Object point labels

-------

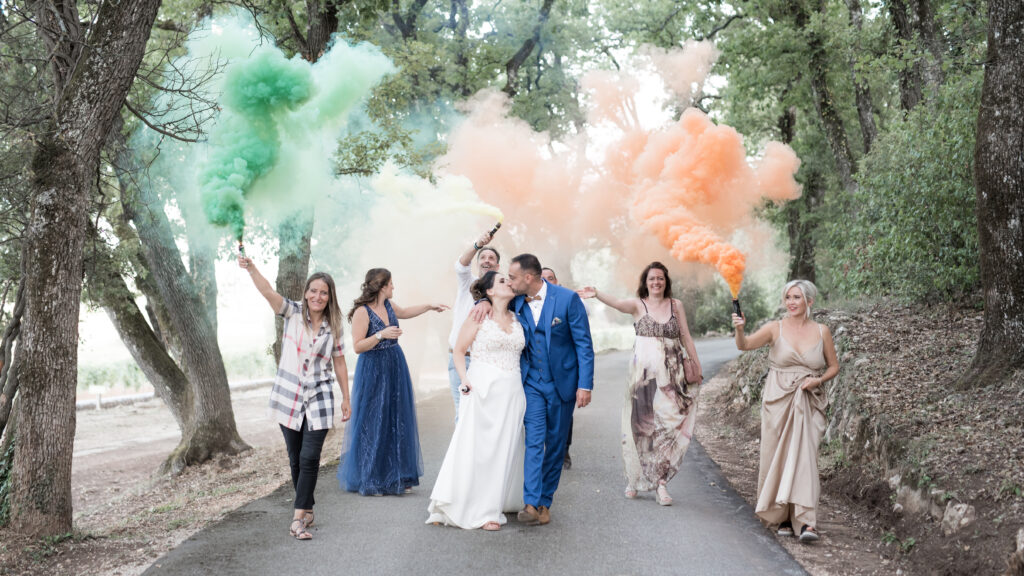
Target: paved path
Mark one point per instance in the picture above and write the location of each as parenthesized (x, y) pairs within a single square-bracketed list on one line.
[(594, 530)]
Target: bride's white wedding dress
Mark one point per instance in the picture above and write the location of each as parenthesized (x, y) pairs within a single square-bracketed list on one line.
[(481, 476)]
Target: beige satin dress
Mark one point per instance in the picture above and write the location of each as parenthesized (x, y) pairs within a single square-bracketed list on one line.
[(793, 421)]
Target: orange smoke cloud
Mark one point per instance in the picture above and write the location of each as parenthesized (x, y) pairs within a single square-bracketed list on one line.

-------

* **Problem requirements**: Can you copy every line of the records above word for word, leaving out the pictures?

* **Solution for this problem**:
Target: paved path
Mark one point per instance in the picture above and write the location of each as parenthesized (x, y) pairs within a single square-bracketed list on one line.
[(594, 530)]
Target: bride's white wedding dress
Mark one point per instance in the picture above and write the location of each as parenthesized (x, y) pairs within a single square-bracketed list on one line.
[(481, 476)]
Target: beige satin dress
Mark one point per instance in the picture above and write the location of each as parenthesized (x, y) pairs within a single square-bracketed list on one line.
[(793, 421)]
Target: orange smoke cloud
Mark one point per instance in the picture above and write the location of each as parenthesized (x, y) pairs within a single square-bracketed list on one line.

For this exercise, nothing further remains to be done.